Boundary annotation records
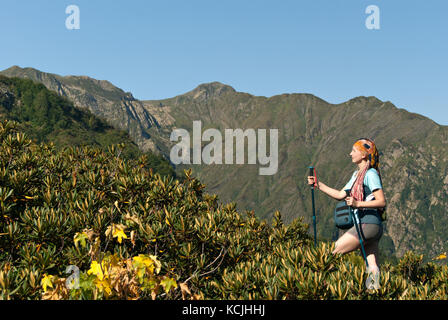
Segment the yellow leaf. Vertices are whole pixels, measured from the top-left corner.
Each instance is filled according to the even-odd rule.
[[[177,288],[176,280],[174,280],[173,278],[165,277],[162,281],[160,281],[160,284],[165,289],[165,293],[168,293],[171,288]]]
[[[118,238],[118,242],[121,243],[122,239],[127,239],[128,236],[124,232],[126,227],[121,224],[116,224],[112,226],[112,237]]]
[[[446,259],[446,252],[442,253],[441,255],[439,255],[437,258],[435,258],[434,260],[443,260]]]
[[[81,242],[81,247],[85,248],[86,246],[86,239],[89,237],[87,236],[87,233],[85,232],[77,232],[75,236],[73,237],[73,240],[75,242],[75,246],[78,247],[78,242]]]

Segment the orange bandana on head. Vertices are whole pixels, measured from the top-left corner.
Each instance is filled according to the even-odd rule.
[[[358,176],[353,184],[350,195],[354,197],[358,201],[364,200],[364,177],[366,175],[367,170],[370,168],[376,169],[378,174],[381,174],[379,170],[380,162],[379,162],[379,153],[375,146],[375,143],[370,139],[361,138],[355,142],[353,145],[357,150],[359,150],[363,155],[368,155],[369,162],[367,165],[358,172]]]

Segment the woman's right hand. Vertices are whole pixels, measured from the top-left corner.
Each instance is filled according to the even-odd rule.
[[[316,184],[316,179],[314,178],[314,176],[308,176],[308,184],[310,186],[313,186]]]

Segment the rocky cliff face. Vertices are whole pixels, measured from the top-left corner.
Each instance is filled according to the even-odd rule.
[[[326,184],[342,188],[355,170],[348,156],[353,142],[370,137],[382,152],[388,200],[383,249],[397,255],[409,249],[429,255],[448,251],[448,128],[390,102],[357,97],[334,105],[311,94],[256,97],[218,82],[170,99],[138,101],[107,81],[20,68],[2,73],[42,82],[77,106],[126,129],[141,149],[159,150],[166,156],[173,145],[172,130],[184,128],[191,133],[194,120],[202,121],[202,130],[222,133],[226,128],[278,129],[274,175],[259,175],[259,164],[190,165],[208,192],[264,218],[280,210],[286,221],[304,216],[311,222],[310,191],[305,184],[308,166],[314,165]],[[331,238],[335,202],[318,193],[316,205],[319,237]]]
[[[76,107],[88,109],[115,128],[128,131],[141,150],[159,151],[158,146],[149,139],[148,133],[150,128],[158,129],[157,120],[131,93],[124,92],[108,81],[86,76],[63,77],[17,66],[4,70],[1,74],[40,82],[70,99]]]

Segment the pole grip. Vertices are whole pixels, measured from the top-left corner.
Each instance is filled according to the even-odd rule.
[[[309,171],[309,176],[314,176],[314,168],[313,167],[308,167],[310,169]]]

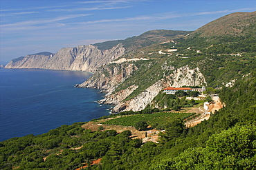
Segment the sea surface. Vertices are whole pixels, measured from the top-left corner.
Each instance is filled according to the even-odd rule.
[[[109,115],[104,94],[74,87],[91,73],[0,69],[0,141]]]

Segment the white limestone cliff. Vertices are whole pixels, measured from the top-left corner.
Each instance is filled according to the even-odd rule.
[[[40,68],[94,72],[98,67],[118,59],[125,53],[122,44],[100,50],[93,45],[65,47],[55,54],[32,54],[12,60],[6,68]]]

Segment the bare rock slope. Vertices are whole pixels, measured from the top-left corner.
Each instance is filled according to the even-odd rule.
[[[122,45],[100,50],[93,45],[65,47],[56,54],[35,54],[12,60],[6,68],[40,68],[94,72],[125,53]]]

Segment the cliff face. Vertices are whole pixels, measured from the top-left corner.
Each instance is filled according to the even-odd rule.
[[[166,87],[181,87],[183,85],[201,85],[206,84],[203,75],[198,67],[190,69],[184,66],[172,71],[172,73],[147,88],[135,98],[124,101],[139,86],[135,84],[119,92],[113,93],[121,83],[133,74],[136,74],[137,67],[133,63],[125,63],[112,65],[102,68],[100,74],[93,75],[79,87],[93,87],[107,93],[106,98],[100,100],[102,104],[115,105],[113,112],[133,110],[142,110],[150,104],[153,98]]]
[[[6,68],[40,68],[94,72],[95,70],[120,57],[125,52],[121,44],[109,50],[100,50],[97,46],[80,45],[65,47],[55,54],[32,54],[11,61]]]
[[[127,63],[104,65],[98,68],[95,74],[86,81],[76,85],[76,87],[99,89],[102,92],[107,93],[107,96],[109,96],[120,83],[125,81],[137,69],[134,64]]]

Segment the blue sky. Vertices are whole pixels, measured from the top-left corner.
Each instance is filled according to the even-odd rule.
[[[1,0],[0,61],[124,39],[152,30],[195,30],[254,0]]]

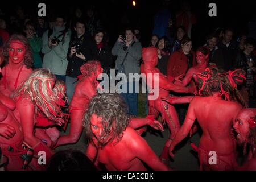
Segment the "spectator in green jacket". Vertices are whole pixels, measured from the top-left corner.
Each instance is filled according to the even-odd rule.
[[[34,68],[42,68],[42,58],[40,56],[40,51],[42,47],[42,38],[39,37],[35,32],[33,23],[28,21],[26,23],[26,36],[28,40],[28,43],[31,48],[33,53]]]

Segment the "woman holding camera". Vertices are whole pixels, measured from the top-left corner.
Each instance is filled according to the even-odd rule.
[[[139,41],[135,41],[135,34],[134,29],[127,28],[125,30],[125,36],[119,35],[118,39],[112,48],[112,52],[117,56],[115,60],[115,69],[119,73],[126,75],[129,77],[129,73],[140,73],[139,60],[141,58],[142,46]],[[138,94],[135,92],[135,86],[138,85],[136,81],[127,81],[126,93],[122,93],[129,107],[129,114],[138,115]],[[129,86],[133,86],[133,92],[128,93]],[[125,85],[123,85],[125,88]]]
[[[109,75],[114,61],[110,47],[106,44],[106,34],[103,30],[97,30],[93,36],[92,44],[92,59],[99,60],[104,72]]]

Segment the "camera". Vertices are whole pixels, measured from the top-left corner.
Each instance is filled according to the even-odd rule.
[[[125,36],[122,36],[121,39],[122,39],[123,42],[126,41],[126,37]]]
[[[80,54],[81,52],[81,44],[78,44],[76,45],[76,53],[77,53],[78,55]]]
[[[53,44],[56,44],[56,43],[59,44],[60,43],[60,40],[59,40],[59,39],[56,36],[54,36],[53,39],[51,39],[51,42]]]

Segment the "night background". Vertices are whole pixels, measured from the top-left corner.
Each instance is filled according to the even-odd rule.
[[[88,7],[93,5],[109,36],[109,44],[113,46],[119,34],[123,34],[126,27],[139,30],[143,46],[148,45],[154,28],[154,16],[161,8],[164,1],[137,0],[133,6],[131,0],[109,1],[35,1],[1,2],[0,9],[4,16],[15,14],[17,7],[21,6],[26,14],[33,18],[38,16],[38,5],[46,5],[46,18],[52,18],[56,12],[65,13],[68,19],[73,16],[76,7],[79,7],[86,14]],[[218,27],[230,27],[234,30],[234,37],[247,33],[248,22],[255,19],[255,1],[187,1],[190,3],[191,11],[196,15],[197,22],[193,26],[191,38],[193,49],[203,44],[209,33]],[[168,9],[172,18],[180,10],[182,1],[169,1]],[[208,5],[217,5],[217,17],[209,17]],[[8,18],[6,18],[8,19]],[[174,19],[175,22],[175,19]]]

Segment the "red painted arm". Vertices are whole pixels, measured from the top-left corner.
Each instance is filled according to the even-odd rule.
[[[129,128],[127,130],[129,130]],[[133,130],[130,129],[130,130]],[[164,165],[147,144],[147,142],[133,130],[129,133],[130,142],[127,143],[129,150],[133,151],[134,155],[146,163],[155,171],[166,171],[170,169]],[[124,155],[125,155],[125,152]]]
[[[174,147],[188,135],[190,129],[195,122],[195,120],[196,119],[196,114],[195,113],[194,107],[196,107],[196,105],[198,104],[198,103],[196,104],[196,101],[195,100],[193,100],[189,104],[185,121],[176,134],[170,146],[169,152],[171,156],[174,156],[172,154],[172,151],[174,150]]]

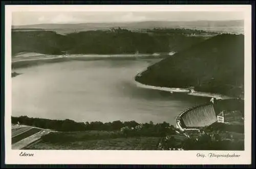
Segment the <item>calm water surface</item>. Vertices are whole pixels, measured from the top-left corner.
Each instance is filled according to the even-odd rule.
[[[157,61],[72,61],[17,69],[23,74],[12,78],[12,115],[175,125],[181,111],[209,98],[137,87],[135,76]]]

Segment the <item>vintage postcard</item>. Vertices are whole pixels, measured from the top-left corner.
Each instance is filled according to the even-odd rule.
[[[251,163],[250,6],[5,17],[6,164]]]

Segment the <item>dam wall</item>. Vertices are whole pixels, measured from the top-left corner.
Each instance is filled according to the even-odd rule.
[[[209,126],[217,121],[214,105],[207,103],[183,111],[177,119],[177,126],[183,130]]]

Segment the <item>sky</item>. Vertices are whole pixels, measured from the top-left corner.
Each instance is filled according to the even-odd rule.
[[[244,19],[242,12],[13,12],[12,25]]]

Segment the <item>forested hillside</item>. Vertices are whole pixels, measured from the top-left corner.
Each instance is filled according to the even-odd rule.
[[[196,31],[168,30],[135,32],[119,28],[66,35],[51,31],[15,31],[12,32],[12,55],[22,52],[52,55],[168,53],[182,51],[206,38],[188,36]]]

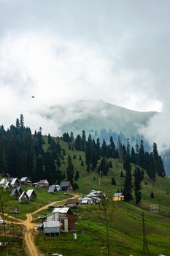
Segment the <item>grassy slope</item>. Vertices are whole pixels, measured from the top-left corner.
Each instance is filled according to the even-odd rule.
[[[47,138],[46,138],[47,139]],[[91,189],[98,189],[98,175],[92,172],[86,172],[86,166],[81,166],[79,156],[81,155],[85,162],[85,154],[81,151],[70,151],[68,145],[60,141],[62,148],[66,150],[66,155],[62,162],[61,170],[66,170],[67,165],[67,157],[69,154],[73,159],[74,170],[77,169],[80,173],[80,178],[76,181],[80,189],[77,192],[82,194],[89,192]],[[47,145],[45,145],[46,148]],[[115,159],[111,159],[113,167],[109,169],[107,176],[101,178],[101,187],[107,192],[112,194],[117,192],[117,189],[123,187],[124,178],[120,177],[120,171],[123,170],[123,165]],[[132,166],[132,170],[134,166]],[[124,171],[123,171],[124,172]],[[111,178],[114,177],[117,185],[111,185]],[[94,179],[95,177],[95,179]],[[145,182],[147,184],[145,184]],[[26,187],[25,188],[26,189]],[[23,219],[25,214],[31,212],[49,201],[59,200],[66,197],[62,192],[58,195],[49,195],[47,191],[36,189],[38,198],[36,201],[28,204],[20,204],[21,213],[16,217]],[[154,184],[153,191],[155,199],[150,197],[152,191],[152,184],[147,176],[144,176],[144,180],[142,183],[142,204],[141,208],[136,207],[134,202],[131,203],[113,203],[112,202],[108,214],[109,217],[109,238],[111,245],[111,255],[142,255],[142,214],[144,212],[145,224],[147,230],[147,238],[150,252],[152,255],[158,256],[158,252],[170,255],[170,180],[157,177]],[[151,214],[149,211],[150,203],[158,203],[159,214]],[[9,204],[18,204],[17,200],[11,200]],[[39,214],[45,214],[48,211],[45,211]],[[77,239],[72,239],[72,233],[62,233],[60,237],[45,237],[39,234],[36,238],[36,243],[39,249],[44,252],[58,252],[64,256],[69,255],[85,255],[97,256],[101,255],[101,249],[107,244],[106,229],[104,226],[104,218],[98,206],[84,206],[78,211],[77,216],[82,217],[82,220],[77,222]],[[36,217],[36,216],[35,216]],[[21,231],[17,226],[15,227],[18,238],[15,244],[9,241],[10,246],[14,248],[17,255],[17,249],[20,248]],[[85,234],[82,234],[82,230]],[[7,231],[11,233],[11,227],[7,227]],[[0,227],[0,233],[2,229]],[[1,236],[1,235],[0,235]],[[11,238],[9,238],[10,240]],[[1,255],[0,251],[0,255]],[[5,255],[5,254],[4,254]],[[107,255],[107,250],[103,249],[103,255]]]
[[[61,170],[66,170],[67,157],[69,154],[72,157],[74,170],[78,170],[80,173],[80,178],[76,181],[80,187],[77,192],[85,194],[91,189],[98,189],[98,175],[95,172],[88,173],[85,165],[81,166],[79,156],[81,155],[85,162],[84,153],[69,150],[66,143],[63,141],[60,143],[66,153]],[[77,157],[75,159],[73,159],[74,155]],[[117,189],[123,187],[124,178],[120,177],[120,171],[123,171],[123,165],[115,159],[111,159],[111,161],[113,167],[109,169],[107,176],[102,177],[101,187],[104,191],[112,194],[117,192]],[[134,166],[132,166],[132,170],[134,170]],[[112,176],[116,180],[116,186],[111,185]],[[152,189],[155,194],[154,199],[150,197]],[[150,252],[153,255],[158,255],[158,252],[169,255],[169,252],[170,252],[169,192],[170,180],[169,178],[158,177],[152,188],[150,179],[145,174],[142,183],[141,208],[135,206],[134,201],[131,203],[112,202],[108,212],[112,255],[123,256],[131,254],[136,256],[142,255],[142,211],[144,212],[147,238]],[[158,203],[159,214],[150,212],[149,205],[150,203]],[[85,206],[76,214],[82,218],[81,221],[79,220],[77,222],[77,241],[72,239],[71,233],[54,238],[45,238],[39,235],[36,242],[42,251],[57,252],[64,256],[95,256],[101,254],[101,249],[106,246],[107,241],[104,214],[99,206]],[[82,230],[85,231],[84,235],[81,233]],[[107,255],[106,252],[106,249],[104,249],[103,255]]]

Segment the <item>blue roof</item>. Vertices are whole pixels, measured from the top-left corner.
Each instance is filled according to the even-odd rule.
[[[123,195],[123,193],[115,193],[114,197],[120,197],[121,195]]]

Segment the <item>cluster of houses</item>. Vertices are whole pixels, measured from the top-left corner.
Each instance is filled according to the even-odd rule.
[[[101,191],[91,190],[90,192],[79,198],[81,204],[100,204],[101,196],[104,193]],[[115,193],[112,197],[113,201],[123,201],[124,195],[123,193]]]
[[[63,181],[61,185],[49,186],[47,179],[42,179],[39,182],[32,183],[28,177],[18,178],[3,178],[0,180],[0,187],[10,192],[12,199],[17,199],[20,203],[28,203],[36,198],[36,194],[34,189],[23,191],[21,185],[32,186],[34,187],[44,187],[47,189],[49,193],[55,193],[59,190],[64,192],[72,192],[72,185],[70,181]]]
[[[101,195],[102,192],[91,190],[90,192],[85,196],[79,197],[81,204],[99,204],[101,203]]]

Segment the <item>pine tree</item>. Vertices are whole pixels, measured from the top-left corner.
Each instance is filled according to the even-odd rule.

(AIM) Return every line in the rows above that contains the string "cliff". Case counts, so match it exactly.

(COMPLETE OUTPUT)
Segment the rocky cliff face. Vertices are whole pixels, measured from the top-left corner.
Segment the white limestone cliff. Vertices are whole pixels, measured from the top-left corner.
Segment the cliff face. Vertices are whole pixels, measured from the top-left corner.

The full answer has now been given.